Recorded data:
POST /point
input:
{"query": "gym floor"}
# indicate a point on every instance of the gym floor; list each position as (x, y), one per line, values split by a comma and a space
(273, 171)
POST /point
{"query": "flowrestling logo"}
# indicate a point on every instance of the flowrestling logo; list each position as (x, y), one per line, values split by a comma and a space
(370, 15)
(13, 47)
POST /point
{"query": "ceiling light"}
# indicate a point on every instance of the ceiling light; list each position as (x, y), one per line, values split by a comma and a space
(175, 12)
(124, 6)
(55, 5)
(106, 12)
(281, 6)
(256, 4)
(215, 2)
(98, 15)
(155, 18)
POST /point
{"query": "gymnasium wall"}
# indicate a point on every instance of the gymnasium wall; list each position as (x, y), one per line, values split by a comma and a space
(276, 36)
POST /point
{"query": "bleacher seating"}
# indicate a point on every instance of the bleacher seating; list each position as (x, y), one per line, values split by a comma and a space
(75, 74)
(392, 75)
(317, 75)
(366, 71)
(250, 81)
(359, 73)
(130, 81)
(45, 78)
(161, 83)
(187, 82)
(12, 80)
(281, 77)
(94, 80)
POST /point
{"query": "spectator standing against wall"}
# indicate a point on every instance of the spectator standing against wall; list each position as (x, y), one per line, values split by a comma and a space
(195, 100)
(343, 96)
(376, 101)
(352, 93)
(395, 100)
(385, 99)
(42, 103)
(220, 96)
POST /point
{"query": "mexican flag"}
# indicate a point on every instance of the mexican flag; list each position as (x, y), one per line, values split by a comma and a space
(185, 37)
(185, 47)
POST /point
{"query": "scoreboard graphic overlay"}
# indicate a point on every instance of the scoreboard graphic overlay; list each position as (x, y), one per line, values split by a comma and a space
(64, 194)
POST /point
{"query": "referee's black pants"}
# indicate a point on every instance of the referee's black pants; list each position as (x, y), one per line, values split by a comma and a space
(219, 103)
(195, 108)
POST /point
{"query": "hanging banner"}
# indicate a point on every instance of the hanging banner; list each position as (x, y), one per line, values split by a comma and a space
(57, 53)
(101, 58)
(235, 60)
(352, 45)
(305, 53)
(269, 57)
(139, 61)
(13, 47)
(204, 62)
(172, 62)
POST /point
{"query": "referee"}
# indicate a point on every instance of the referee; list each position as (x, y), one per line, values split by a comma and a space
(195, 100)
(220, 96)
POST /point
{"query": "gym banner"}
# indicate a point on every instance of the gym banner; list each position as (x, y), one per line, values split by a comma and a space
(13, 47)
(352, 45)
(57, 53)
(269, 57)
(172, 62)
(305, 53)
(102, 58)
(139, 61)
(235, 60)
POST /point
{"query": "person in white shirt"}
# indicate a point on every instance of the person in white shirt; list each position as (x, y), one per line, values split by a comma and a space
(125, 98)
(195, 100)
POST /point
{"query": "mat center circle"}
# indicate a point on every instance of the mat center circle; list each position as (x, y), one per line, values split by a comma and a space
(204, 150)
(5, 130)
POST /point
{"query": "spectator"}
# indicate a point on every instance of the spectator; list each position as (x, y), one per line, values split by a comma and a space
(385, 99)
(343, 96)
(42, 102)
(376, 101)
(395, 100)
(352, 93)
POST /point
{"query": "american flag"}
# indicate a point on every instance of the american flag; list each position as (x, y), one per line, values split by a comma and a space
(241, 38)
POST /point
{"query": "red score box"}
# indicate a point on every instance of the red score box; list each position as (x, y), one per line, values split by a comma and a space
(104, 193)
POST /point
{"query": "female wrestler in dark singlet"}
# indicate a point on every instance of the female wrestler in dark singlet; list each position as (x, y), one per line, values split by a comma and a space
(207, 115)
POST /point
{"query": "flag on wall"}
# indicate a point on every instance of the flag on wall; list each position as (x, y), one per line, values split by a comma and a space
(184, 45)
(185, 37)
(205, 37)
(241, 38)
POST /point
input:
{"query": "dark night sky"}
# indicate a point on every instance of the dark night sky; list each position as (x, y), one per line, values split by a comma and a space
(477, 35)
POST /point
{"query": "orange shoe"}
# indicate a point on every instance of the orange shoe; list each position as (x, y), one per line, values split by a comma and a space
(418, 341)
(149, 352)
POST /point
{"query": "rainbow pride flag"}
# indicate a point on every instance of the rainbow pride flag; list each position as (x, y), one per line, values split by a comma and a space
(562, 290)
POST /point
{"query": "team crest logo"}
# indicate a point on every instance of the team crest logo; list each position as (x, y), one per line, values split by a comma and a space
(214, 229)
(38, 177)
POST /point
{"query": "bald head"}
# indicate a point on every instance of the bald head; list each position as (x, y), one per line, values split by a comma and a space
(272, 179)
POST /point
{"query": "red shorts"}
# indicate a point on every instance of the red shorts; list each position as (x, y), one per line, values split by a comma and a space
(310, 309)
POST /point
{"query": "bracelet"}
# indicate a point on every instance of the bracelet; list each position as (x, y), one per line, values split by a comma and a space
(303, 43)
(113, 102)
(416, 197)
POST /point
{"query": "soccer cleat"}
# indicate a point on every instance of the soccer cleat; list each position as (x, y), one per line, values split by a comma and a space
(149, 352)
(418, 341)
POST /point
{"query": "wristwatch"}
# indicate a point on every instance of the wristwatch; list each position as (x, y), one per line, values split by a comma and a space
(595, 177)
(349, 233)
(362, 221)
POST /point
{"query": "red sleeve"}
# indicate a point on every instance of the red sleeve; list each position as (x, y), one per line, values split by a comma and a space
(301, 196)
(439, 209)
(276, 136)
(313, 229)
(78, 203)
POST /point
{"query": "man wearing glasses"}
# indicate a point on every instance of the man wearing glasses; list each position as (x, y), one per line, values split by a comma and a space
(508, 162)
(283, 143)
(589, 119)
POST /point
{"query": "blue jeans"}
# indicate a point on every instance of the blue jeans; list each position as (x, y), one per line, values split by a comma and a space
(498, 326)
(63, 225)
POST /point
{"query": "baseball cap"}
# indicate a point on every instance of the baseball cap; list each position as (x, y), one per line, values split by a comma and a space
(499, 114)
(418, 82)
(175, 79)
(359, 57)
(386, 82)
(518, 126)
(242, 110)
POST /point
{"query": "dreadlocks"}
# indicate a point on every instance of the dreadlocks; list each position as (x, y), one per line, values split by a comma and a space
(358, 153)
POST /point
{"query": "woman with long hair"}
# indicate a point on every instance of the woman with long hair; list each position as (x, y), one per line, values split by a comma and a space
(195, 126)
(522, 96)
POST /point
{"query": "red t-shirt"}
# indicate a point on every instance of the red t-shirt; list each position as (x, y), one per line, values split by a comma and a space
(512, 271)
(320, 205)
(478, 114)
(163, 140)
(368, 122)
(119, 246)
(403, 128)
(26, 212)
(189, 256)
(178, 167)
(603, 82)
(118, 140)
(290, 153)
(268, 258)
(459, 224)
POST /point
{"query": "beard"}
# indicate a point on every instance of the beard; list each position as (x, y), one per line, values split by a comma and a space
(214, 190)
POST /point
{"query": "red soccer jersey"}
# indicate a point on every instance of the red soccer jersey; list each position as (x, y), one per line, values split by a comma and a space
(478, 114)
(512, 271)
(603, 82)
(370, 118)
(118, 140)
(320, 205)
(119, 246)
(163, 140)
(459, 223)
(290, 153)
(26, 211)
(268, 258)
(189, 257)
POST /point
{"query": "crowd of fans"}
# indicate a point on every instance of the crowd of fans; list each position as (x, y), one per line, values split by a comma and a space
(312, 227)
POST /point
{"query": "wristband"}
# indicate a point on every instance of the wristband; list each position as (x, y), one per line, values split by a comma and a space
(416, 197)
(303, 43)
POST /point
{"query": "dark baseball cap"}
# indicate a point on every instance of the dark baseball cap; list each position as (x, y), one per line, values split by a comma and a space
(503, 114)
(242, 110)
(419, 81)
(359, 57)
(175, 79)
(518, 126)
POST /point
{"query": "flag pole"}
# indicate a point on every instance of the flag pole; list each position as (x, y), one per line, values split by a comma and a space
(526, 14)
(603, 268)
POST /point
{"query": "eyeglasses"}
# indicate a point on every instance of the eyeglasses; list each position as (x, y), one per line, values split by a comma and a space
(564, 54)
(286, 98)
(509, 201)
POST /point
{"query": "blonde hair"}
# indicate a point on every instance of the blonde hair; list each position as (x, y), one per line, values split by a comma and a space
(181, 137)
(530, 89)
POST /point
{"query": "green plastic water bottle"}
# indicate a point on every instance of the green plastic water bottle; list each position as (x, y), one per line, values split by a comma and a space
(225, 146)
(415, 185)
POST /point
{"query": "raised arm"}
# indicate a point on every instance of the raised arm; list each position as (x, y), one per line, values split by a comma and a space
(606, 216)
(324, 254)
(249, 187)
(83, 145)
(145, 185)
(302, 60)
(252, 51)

Task details: Which lines in the rows above contain the string "hanging"? Extract each of those lines in full.

Solution for this problem:
{"query": "hanging banner"}
# indicate a point on every instance of the hanging banner; list each position as (x, y), one per line, values split by a comma and a space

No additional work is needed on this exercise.